* **What is asked**
Reproduce the entries below from their start through the line containing "[82,58,110,76]", including that line. Leave out the pictures.

(Image region labeling entries)
__________________________________________________

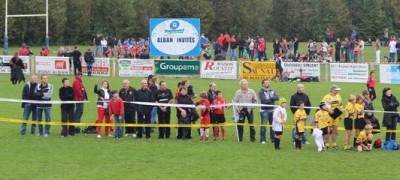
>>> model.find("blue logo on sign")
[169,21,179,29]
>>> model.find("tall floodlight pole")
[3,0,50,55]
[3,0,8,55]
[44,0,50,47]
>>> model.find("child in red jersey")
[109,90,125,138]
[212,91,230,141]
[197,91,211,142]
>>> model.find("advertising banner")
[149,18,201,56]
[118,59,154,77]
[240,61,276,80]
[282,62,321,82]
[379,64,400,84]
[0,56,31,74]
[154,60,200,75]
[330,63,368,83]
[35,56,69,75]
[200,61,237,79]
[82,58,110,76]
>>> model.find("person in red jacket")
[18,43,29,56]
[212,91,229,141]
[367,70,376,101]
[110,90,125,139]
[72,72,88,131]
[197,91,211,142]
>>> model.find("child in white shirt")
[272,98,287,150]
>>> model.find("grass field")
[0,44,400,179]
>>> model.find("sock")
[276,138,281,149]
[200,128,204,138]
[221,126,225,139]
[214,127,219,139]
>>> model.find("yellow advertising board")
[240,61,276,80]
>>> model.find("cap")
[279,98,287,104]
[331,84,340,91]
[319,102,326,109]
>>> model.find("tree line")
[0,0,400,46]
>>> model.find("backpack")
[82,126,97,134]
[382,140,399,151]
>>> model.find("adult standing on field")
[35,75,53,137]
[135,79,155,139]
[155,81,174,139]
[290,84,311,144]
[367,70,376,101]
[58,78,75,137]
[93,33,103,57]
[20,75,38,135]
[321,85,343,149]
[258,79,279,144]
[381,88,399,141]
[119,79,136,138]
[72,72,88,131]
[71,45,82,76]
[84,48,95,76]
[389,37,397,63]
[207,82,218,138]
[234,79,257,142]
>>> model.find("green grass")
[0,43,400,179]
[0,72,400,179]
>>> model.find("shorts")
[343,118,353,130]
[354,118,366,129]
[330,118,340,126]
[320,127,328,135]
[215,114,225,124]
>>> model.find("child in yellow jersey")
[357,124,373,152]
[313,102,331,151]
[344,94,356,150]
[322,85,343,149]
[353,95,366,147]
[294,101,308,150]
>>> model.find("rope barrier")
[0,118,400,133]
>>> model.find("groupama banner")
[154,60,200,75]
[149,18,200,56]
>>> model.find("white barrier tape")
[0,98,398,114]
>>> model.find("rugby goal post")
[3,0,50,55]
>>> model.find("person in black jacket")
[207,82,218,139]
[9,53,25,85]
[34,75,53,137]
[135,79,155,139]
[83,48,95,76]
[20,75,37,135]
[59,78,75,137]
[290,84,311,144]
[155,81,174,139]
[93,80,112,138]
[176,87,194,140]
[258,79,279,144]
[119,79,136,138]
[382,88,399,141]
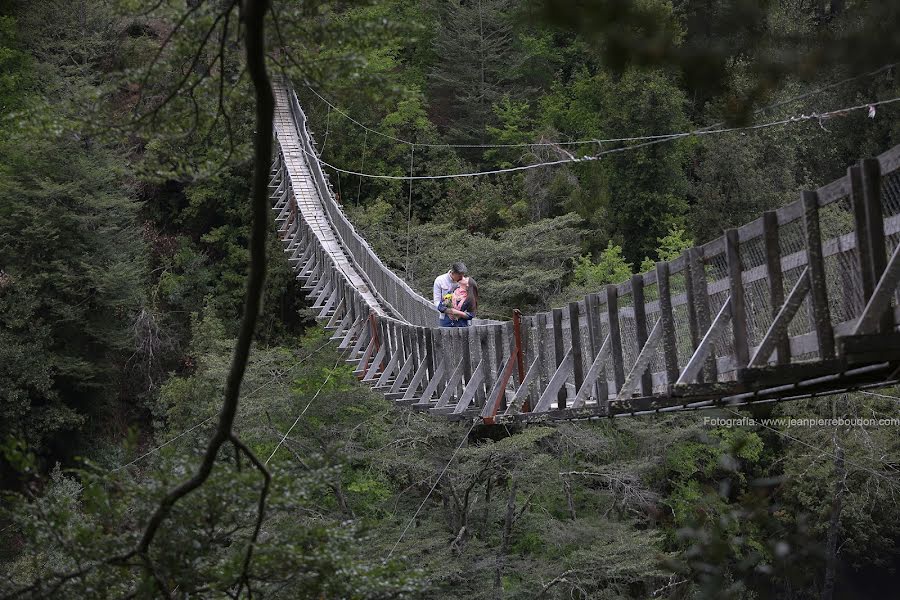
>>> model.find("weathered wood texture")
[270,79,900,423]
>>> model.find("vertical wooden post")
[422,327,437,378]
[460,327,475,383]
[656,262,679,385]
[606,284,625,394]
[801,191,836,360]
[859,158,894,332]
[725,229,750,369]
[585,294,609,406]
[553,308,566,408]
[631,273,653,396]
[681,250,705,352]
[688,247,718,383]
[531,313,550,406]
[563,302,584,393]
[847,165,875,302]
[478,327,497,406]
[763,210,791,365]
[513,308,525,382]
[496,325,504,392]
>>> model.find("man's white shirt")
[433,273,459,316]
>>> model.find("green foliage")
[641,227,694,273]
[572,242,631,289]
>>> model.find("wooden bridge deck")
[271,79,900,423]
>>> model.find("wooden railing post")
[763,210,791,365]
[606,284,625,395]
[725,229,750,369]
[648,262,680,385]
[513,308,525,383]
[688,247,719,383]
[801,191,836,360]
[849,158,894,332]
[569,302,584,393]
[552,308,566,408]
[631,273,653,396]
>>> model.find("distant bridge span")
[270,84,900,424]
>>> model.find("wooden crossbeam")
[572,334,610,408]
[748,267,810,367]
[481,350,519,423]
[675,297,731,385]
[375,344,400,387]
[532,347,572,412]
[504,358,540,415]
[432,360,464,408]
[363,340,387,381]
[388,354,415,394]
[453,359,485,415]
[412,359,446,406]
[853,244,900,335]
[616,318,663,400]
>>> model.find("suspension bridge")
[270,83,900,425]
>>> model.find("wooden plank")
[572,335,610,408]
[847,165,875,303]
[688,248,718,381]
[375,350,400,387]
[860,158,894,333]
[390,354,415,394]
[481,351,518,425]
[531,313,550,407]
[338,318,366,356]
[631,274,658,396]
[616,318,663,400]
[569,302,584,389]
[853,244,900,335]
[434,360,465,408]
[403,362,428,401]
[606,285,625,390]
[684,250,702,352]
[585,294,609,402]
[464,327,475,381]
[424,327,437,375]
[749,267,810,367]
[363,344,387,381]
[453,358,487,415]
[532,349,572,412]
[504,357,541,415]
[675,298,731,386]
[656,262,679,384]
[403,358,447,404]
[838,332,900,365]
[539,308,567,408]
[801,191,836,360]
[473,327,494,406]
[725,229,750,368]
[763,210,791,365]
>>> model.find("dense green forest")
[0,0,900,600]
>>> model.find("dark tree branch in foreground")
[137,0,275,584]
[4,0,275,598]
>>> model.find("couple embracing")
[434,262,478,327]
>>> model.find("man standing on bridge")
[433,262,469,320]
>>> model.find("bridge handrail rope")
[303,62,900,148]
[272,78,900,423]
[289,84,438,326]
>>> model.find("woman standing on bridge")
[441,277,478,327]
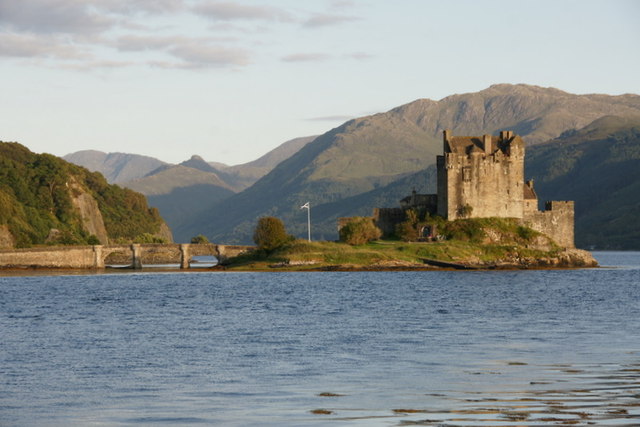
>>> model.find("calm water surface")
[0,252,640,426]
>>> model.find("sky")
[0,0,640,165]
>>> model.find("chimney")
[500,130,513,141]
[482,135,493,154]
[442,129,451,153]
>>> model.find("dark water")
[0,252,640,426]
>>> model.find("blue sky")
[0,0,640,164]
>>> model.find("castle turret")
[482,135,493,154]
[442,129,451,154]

__________________________________________________

* **Correct answer**
>>> model.find("blue logo on sign")
[169,21,179,29]
>>> model.find("tall floodlight pole")
[3,0,50,55]
[3,0,8,55]
[44,0,50,47]
>>> model.find("child in red jersey")
[109,90,125,138]
[212,91,230,141]
[197,91,211,142]
>>> model.find("advertising banner")
[149,18,201,56]
[118,59,154,77]
[240,61,276,80]
[282,62,321,82]
[379,64,400,84]
[0,56,31,74]
[154,60,200,75]
[330,63,368,83]
[35,56,69,75]
[200,61,237,79]
[82,58,110,76]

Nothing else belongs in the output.